---------- Provided records ----------

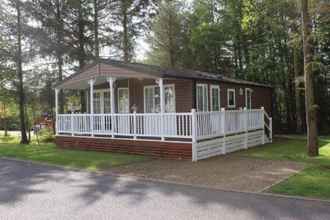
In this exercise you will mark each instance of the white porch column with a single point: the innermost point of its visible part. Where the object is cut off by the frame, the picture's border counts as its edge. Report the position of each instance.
(111, 81)
(56, 111)
(91, 103)
(162, 105)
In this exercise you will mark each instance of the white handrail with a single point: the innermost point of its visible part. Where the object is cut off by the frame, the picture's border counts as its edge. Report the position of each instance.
(187, 125)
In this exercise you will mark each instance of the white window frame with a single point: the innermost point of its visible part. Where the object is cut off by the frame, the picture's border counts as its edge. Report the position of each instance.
(203, 85)
(101, 91)
(153, 100)
(228, 96)
(123, 88)
(246, 97)
(219, 93)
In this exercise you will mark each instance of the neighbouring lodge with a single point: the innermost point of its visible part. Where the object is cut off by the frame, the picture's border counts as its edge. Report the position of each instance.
(170, 113)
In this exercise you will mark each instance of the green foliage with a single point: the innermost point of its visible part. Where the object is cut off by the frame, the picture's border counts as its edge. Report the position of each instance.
(49, 153)
(312, 181)
(46, 135)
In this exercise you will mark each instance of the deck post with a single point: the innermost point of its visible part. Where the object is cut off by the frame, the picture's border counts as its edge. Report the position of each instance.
(263, 124)
(56, 111)
(246, 130)
(223, 110)
(91, 87)
(111, 81)
(162, 105)
(194, 134)
(134, 124)
(72, 128)
(271, 130)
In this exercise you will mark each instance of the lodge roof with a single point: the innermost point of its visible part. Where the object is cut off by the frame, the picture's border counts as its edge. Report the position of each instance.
(156, 72)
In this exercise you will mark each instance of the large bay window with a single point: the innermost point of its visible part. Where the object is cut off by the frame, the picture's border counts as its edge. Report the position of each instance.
(215, 98)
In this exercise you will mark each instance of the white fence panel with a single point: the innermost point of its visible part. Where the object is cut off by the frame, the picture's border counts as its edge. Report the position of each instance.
(235, 143)
(209, 148)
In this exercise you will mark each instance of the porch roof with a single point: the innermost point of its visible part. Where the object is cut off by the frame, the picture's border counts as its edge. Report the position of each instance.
(105, 68)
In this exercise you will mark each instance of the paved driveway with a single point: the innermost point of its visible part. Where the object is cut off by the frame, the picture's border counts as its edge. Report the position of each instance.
(230, 172)
(30, 191)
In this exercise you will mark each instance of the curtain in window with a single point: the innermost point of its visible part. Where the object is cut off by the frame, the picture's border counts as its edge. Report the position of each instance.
(97, 103)
(107, 102)
(123, 100)
(215, 99)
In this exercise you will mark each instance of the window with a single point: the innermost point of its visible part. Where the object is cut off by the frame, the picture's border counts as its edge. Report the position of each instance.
(202, 97)
(101, 101)
(106, 102)
(97, 102)
(152, 99)
(123, 100)
(248, 98)
(231, 98)
(215, 98)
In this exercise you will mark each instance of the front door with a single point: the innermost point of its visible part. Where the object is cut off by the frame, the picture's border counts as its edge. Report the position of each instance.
(123, 120)
(152, 105)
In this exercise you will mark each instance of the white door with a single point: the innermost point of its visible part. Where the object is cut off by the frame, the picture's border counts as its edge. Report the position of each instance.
(124, 122)
(152, 124)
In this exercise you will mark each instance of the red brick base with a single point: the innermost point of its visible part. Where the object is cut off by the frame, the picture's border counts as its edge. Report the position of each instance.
(158, 149)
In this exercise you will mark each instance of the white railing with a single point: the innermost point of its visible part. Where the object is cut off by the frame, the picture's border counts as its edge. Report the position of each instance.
(191, 125)
(215, 124)
(167, 125)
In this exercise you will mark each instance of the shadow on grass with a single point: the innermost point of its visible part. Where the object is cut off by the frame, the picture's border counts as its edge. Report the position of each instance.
(20, 179)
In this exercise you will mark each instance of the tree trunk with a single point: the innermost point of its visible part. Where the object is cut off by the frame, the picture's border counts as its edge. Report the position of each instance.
(81, 27)
(297, 74)
(96, 30)
(125, 32)
(5, 122)
(311, 108)
(59, 53)
(24, 139)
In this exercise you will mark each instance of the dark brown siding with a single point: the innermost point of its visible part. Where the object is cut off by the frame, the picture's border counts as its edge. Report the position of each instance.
(185, 93)
(158, 149)
(261, 96)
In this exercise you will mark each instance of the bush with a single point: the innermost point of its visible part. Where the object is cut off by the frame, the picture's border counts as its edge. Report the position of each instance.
(46, 135)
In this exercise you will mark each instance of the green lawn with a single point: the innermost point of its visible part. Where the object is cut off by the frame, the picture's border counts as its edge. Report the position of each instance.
(314, 181)
(49, 153)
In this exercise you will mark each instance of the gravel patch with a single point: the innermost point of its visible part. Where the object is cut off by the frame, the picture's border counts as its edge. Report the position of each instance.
(229, 172)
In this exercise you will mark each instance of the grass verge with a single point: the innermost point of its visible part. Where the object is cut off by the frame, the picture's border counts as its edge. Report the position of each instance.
(49, 153)
(313, 181)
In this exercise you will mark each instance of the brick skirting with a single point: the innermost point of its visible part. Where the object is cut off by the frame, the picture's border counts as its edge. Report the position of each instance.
(158, 149)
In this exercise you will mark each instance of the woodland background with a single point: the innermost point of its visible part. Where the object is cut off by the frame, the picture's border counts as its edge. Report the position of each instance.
(42, 42)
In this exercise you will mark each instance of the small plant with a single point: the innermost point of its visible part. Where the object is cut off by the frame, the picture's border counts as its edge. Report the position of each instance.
(46, 135)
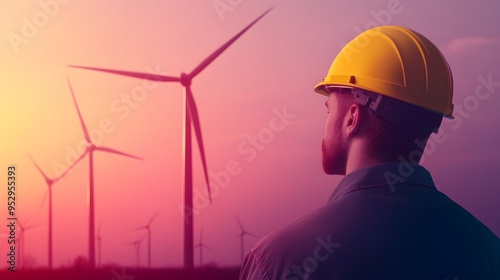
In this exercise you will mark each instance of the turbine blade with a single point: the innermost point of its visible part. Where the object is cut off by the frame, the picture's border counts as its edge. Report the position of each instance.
(30, 227)
(99, 230)
(44, 198)
(146, 76)
(85, 132)
(206, 247)
(113, 151)
(250, 234)
(193, 112)
(220, 50)
(39, 169)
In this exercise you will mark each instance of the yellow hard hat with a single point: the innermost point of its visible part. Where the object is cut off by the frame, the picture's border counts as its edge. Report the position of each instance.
(397, 62)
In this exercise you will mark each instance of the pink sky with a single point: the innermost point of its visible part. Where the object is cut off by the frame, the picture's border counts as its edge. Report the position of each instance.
(271, 68)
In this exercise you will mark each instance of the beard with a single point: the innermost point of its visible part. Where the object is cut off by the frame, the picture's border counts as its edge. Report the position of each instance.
(334, 155)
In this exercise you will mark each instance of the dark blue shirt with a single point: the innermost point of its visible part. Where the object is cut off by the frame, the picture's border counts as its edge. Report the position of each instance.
(387, 222)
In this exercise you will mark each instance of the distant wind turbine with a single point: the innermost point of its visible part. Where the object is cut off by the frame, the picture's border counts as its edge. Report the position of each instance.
(99, 240)
(91, 148)
(190, 118)
(137, 247)
(148, 228)
(23, 229)
(49, 183)
(242, 237)
(201, 246)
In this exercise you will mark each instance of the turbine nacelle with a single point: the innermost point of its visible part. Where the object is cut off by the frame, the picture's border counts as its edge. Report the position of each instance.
(185, 80)
(91, 147)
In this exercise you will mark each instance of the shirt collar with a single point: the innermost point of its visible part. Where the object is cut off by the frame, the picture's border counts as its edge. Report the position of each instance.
(385, 174)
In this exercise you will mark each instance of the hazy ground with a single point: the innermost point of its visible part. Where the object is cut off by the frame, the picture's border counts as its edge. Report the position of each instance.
(211, 273)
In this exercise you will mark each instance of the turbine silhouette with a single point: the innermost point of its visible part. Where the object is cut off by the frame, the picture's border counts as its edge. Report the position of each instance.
(191, 118)
(99, 241)
(148, 228)
(202, 246)
(49, 183)
(242, 237)
(23, 229)
(91, 148)
(137, 247)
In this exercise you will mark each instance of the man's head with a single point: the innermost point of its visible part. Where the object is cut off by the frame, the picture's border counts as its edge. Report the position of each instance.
(353, 131)
(388, 90)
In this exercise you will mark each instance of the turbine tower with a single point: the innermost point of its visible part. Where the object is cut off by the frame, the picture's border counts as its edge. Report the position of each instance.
(49, 183)
(191, 118)
(91, 148)
(99, 241)
(23, 229)
(137, 247)
(201, 246)
(242, 237)
(148, 228)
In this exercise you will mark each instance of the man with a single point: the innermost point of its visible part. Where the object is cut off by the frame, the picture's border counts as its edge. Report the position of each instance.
(388, 90)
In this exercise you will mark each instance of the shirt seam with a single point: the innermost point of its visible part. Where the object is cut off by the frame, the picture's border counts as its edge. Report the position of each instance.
(260, 265)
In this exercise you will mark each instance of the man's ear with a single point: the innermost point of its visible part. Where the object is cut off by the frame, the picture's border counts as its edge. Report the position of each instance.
(353, 120)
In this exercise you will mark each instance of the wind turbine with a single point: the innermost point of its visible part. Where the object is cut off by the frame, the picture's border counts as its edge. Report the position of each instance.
(148, 228)
(99, 239)
(23, 229)
(91, 148)
(137, 247)
(201, 245)
(49, 181)
(242, 237)
(190, 118)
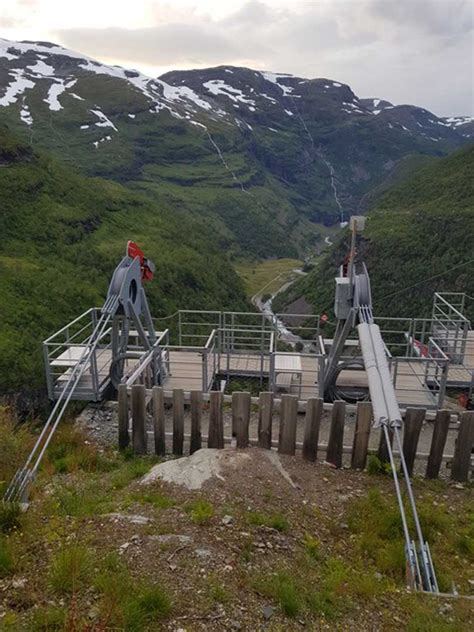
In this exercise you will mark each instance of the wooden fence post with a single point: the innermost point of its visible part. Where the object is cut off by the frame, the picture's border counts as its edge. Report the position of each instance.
(124, 435)
(288, 416)
(139, 435)
(215, 438)
(265, 417)
(438, 441)
(158, 403)
(361, 435)
(178, 421)
(241, 418)
(314, 409)
(463, 448)
(196, 418)
(411, 432)
(382, 452)
(336, 434)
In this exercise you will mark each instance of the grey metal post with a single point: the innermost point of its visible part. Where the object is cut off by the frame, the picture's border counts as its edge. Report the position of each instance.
(49, 377)
(205, 354)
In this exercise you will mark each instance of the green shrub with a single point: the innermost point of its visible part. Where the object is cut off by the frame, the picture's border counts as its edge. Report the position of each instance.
(10, 516)
(375, 466)
(201, 511)
(7, 564)
(69, 569)
(283, 588)
(126, 603)
(312, 546)
(155, 498)
(80, 501)
(49, 619)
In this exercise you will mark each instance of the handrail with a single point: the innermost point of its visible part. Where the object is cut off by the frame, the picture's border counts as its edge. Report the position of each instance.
(60, 331)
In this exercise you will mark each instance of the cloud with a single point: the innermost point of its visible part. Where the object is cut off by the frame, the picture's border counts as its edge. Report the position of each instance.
(440, 17)
(403, 50)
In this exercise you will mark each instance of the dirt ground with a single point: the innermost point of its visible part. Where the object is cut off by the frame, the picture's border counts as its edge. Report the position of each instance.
(101, 421)
(271, 544)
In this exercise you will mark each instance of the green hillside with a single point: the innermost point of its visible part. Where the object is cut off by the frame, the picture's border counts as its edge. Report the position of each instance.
(421, 228)
(62, 235)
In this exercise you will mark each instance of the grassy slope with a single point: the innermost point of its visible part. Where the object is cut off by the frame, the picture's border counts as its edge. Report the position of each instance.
(334, 561)
(176, 165)
(266, 277)
(420, 228)
(62, 236)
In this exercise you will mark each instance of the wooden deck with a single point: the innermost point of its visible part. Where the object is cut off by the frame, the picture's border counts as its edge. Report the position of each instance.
(462, 375)
(186, 372)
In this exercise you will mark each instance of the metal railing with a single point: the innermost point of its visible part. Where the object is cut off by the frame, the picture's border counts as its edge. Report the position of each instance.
(62, 351)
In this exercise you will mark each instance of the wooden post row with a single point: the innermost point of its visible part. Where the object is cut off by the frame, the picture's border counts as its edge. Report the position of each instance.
(411, 432)
(241, 418)
(463, 448)
(215, 435)
(196, 420)
(265, 418)
(178, 421)
(361, 435)
(314, 410)
(139, 434)
(123, 417)
(336, 434)
(158, 403)
(438, 441)
(288, 415)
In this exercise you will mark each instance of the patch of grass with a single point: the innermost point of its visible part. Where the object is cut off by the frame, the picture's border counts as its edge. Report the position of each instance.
(201, 511)
(282, 587)
(266, 276)
(70, 569)
(81, 501)
(376, 467)
(216, 591)
(126, 603)
(16, 442)
(129, 470)
(7, 564)
(10, 516)
(275, 521)
(155, 498)
(70, 451)
(312, 547)
(48, 619)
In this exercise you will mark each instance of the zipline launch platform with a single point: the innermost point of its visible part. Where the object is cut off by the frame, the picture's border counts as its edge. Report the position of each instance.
(209, 350)
(395, 363)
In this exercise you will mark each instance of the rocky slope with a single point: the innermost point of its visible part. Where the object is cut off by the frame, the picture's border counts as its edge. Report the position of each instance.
(260, 156)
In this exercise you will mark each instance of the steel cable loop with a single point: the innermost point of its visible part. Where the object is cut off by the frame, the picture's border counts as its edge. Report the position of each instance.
(353, 395)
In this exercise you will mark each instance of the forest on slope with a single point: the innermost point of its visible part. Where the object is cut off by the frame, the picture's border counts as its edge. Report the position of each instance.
(419, 239)
(62, 234)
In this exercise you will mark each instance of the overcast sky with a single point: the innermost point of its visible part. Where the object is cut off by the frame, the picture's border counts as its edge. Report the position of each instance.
(406, 51)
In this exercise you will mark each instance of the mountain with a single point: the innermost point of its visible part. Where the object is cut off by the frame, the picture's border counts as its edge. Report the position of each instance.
(267, 160)
(62, 234)
(418, 240)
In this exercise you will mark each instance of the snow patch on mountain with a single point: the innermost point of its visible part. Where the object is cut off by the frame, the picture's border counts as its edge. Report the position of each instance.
(219, 87)
(42, 69)
(25, 115)
(104, 121)
(54, 91)
(273, 77)
(16, 87)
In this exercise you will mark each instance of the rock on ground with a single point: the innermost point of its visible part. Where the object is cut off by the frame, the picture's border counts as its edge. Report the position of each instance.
(193, 471)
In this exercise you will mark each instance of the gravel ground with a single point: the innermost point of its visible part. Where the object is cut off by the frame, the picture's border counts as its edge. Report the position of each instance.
(102, 423)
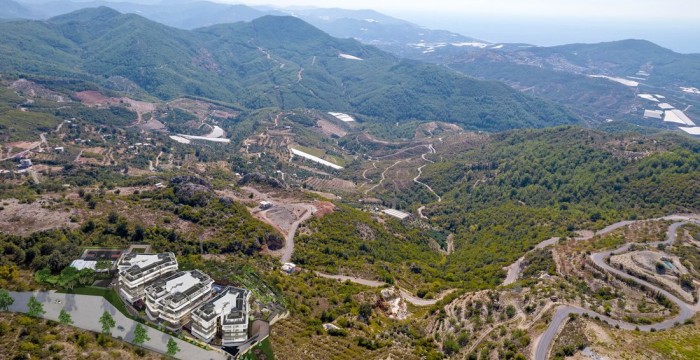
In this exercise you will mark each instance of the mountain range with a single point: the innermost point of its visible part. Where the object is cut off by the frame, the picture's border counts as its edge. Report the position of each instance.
(268, 62)
(559, 74)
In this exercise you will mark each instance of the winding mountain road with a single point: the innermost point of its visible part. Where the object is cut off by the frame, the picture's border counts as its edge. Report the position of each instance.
(288, 249)
(686, 311)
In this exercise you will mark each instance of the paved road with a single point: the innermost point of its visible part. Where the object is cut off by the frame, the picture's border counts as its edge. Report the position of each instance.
(289, 239)
(514, 269)
(686, 311)
(85, 311)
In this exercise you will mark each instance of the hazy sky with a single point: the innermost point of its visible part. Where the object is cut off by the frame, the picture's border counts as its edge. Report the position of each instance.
(674, 24)
(618, 9)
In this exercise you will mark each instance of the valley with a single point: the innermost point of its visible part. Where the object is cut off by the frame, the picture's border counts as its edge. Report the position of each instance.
(365, 205)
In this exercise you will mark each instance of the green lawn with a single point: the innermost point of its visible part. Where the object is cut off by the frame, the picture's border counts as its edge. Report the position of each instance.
(108, 294)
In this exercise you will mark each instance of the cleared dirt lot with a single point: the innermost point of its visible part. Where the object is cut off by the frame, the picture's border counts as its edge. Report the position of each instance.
(24, 219)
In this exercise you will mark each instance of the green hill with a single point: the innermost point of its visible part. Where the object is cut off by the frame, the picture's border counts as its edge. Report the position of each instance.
(271, 61)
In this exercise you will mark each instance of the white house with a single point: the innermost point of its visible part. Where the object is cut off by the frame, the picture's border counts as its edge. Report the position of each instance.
(227, 314)
(173, 298)
(137, 271)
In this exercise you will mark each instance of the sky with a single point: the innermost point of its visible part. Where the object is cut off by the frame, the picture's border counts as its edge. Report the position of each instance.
(671, 23)
(617, 9)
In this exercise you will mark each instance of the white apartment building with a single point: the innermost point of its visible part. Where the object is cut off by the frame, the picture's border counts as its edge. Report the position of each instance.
(171, 299)
(227, 314)
(137, 271)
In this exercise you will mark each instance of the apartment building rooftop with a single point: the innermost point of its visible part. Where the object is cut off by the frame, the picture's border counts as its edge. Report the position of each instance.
(179, 287)
(134, 266)
(231, 303)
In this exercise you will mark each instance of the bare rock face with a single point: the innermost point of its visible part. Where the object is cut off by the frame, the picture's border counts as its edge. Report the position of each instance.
(192, 190)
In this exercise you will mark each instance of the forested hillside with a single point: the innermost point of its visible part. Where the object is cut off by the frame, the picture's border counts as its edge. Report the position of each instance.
(271, 61)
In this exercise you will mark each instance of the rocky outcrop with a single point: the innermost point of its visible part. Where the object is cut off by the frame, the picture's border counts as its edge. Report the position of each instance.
(262, 179)
(192, 190)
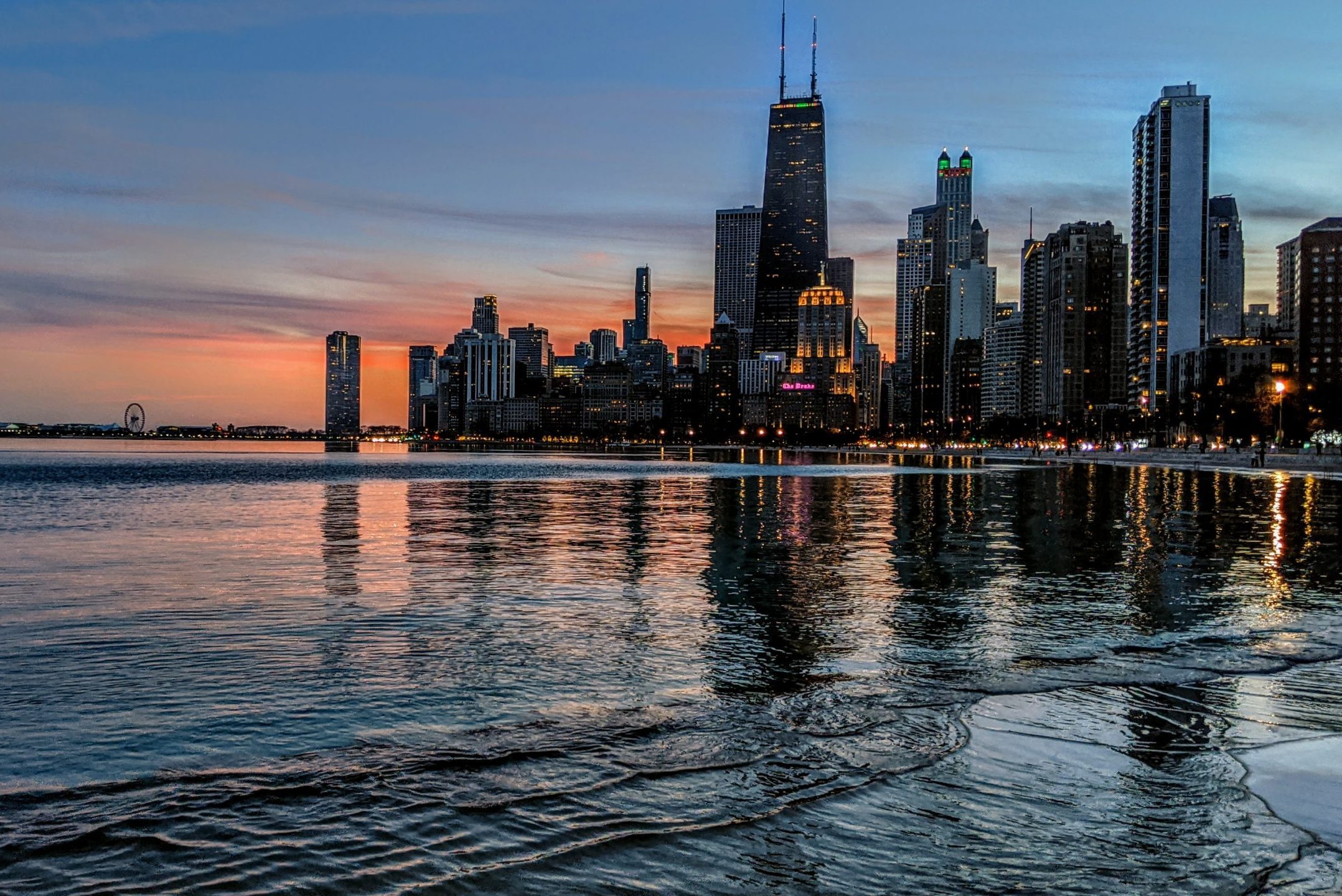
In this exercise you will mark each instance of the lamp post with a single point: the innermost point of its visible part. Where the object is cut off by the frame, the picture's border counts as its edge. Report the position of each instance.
(1280, 393)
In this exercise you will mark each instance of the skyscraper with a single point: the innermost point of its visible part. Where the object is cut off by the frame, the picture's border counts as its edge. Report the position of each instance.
(823, 350)
(956, 191)
(423, 388)
(913, 271)
(734, 264)
(1169, 239)
(533, 349)
(1034, 306)
(794, 227)
(1085, 321)
(1224, 269)
(489, 366)
(342, 384)
(1315, 299)
(643, 299)
(839, 271)
(485, 318)
(603, 345)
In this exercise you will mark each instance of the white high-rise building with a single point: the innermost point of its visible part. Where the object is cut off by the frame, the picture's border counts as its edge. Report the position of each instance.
(490, 365)
(734, 266)
(1169, 239)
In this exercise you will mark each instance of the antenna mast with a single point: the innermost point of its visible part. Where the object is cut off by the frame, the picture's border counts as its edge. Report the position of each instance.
(812, 57)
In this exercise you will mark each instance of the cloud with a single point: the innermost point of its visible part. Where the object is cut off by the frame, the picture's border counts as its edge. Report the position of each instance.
(87, 22)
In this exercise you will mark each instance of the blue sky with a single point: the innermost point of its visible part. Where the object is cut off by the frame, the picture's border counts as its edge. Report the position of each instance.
(220, 183)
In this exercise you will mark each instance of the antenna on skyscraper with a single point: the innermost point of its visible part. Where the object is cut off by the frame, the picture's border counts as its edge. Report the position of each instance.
(812, 57)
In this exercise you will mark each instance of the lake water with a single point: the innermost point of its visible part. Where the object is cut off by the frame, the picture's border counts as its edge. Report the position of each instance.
(289, 671)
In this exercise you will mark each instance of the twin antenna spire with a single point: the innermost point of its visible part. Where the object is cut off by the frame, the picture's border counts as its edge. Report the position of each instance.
(783, 55)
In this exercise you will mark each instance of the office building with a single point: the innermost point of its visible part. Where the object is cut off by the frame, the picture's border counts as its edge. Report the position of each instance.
(1085, 365)
(533, 349)
(956, 191)
(914, 270)
(794, 226)
(489, 368)
(1034, 304)
(342, 384)
(839, 271)
(734, 266)
(1224, 269)
(1169, 239)
(423, 390)
(603, 345)
(1004, 353)
(485, 318)
(1318, 307)
(1288, 286)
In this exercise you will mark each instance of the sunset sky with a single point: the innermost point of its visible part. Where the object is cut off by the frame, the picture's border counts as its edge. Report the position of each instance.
(192, 195)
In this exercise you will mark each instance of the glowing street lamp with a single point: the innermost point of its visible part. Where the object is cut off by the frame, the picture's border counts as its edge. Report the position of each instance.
(1280, 394)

----------

Copy exactly, and only, the lines from the line that contains "In this exercise you will mark each instance of the glowing" through the end of the data above.

In this exercise you will mark each instance of the glowing street lamp with a single point: the innermost point of its visible part. Where the object is cut off by the frame, the picture's border counts as its edge. Report the position of each instance.
(1280, 394)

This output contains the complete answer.